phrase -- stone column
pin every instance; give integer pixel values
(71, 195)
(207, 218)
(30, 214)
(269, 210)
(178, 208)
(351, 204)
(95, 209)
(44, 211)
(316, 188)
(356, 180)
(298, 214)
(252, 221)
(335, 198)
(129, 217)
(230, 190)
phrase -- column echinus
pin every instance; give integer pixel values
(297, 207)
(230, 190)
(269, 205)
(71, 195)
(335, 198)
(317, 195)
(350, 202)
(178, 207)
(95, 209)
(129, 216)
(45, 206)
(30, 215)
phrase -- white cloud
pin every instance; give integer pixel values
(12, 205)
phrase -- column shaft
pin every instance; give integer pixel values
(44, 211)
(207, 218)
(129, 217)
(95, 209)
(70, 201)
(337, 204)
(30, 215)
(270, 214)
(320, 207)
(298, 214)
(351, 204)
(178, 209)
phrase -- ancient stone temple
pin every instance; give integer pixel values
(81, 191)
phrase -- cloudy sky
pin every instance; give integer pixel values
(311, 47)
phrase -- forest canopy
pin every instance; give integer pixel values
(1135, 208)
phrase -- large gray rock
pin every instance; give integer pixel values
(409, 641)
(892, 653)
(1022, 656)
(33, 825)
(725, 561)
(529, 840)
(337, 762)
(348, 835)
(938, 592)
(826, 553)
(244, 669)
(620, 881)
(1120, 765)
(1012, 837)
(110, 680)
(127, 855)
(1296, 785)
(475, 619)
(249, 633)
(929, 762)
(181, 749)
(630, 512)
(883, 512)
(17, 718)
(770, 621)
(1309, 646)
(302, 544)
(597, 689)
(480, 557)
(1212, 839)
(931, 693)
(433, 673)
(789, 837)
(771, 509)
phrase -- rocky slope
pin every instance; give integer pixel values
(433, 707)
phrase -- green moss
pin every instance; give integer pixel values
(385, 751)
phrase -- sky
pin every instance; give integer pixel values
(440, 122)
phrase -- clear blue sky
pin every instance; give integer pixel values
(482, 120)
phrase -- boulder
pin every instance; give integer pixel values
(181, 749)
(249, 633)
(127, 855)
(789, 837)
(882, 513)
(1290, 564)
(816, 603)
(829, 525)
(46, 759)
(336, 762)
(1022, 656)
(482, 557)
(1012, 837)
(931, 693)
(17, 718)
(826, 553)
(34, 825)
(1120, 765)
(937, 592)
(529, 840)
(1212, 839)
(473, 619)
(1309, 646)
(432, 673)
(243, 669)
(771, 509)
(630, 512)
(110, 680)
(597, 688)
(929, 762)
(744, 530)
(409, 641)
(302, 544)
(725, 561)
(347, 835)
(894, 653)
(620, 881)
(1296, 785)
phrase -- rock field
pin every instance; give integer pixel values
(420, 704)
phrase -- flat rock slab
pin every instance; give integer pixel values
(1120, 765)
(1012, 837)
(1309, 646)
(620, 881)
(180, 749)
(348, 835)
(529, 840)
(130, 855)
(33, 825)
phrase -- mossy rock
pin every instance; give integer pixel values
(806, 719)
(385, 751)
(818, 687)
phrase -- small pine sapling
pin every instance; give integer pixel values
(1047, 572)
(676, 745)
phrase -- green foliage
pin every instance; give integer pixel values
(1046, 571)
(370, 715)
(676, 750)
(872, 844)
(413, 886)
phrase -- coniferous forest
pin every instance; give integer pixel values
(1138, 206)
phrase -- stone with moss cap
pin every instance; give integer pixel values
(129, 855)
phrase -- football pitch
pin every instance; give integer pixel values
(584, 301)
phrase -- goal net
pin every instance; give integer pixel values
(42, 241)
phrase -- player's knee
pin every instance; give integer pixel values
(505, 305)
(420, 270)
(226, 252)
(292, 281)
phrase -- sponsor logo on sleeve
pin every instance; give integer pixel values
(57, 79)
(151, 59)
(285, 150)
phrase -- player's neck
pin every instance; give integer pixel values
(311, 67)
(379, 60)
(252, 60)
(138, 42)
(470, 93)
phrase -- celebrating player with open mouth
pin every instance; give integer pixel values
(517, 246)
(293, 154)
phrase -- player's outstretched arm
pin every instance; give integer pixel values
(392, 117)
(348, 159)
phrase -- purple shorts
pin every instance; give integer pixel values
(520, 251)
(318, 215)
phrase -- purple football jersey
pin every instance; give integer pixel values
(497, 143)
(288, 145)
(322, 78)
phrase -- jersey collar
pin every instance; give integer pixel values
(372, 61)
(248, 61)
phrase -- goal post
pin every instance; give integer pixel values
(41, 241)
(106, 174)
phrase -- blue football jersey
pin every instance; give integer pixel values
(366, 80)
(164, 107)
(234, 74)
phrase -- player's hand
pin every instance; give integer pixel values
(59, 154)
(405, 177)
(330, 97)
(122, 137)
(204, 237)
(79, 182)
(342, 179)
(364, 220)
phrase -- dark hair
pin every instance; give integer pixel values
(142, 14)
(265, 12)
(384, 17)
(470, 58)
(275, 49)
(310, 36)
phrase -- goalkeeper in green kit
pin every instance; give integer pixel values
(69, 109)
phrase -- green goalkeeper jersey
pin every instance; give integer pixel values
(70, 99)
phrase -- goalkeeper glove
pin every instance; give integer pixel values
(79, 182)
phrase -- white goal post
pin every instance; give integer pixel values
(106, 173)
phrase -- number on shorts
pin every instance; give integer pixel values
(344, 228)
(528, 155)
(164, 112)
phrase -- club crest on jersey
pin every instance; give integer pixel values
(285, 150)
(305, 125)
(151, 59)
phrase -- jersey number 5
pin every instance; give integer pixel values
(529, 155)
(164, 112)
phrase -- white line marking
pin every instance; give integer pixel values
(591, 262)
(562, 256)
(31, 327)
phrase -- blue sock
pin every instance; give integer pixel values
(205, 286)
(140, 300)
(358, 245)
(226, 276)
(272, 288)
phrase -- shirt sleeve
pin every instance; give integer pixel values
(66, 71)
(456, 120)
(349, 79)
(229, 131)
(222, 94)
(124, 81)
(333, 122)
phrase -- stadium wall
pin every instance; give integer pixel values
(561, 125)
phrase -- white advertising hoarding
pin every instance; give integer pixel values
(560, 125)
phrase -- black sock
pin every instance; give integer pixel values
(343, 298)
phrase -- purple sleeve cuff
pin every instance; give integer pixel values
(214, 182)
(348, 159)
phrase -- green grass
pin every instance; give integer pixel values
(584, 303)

> TASK TO CARRY OUT:
Rewrite the records starting at the line containing "phrase -- forest canopy" and ending at the line containing "(1135, 208)", replacing "pixel values" with "pixel coordinates" and leaving everything else unchanged.

> THE SOLUTION:
phrase -- forest canopy
pin every instance; give integer pixel coordinates
(1135, 208)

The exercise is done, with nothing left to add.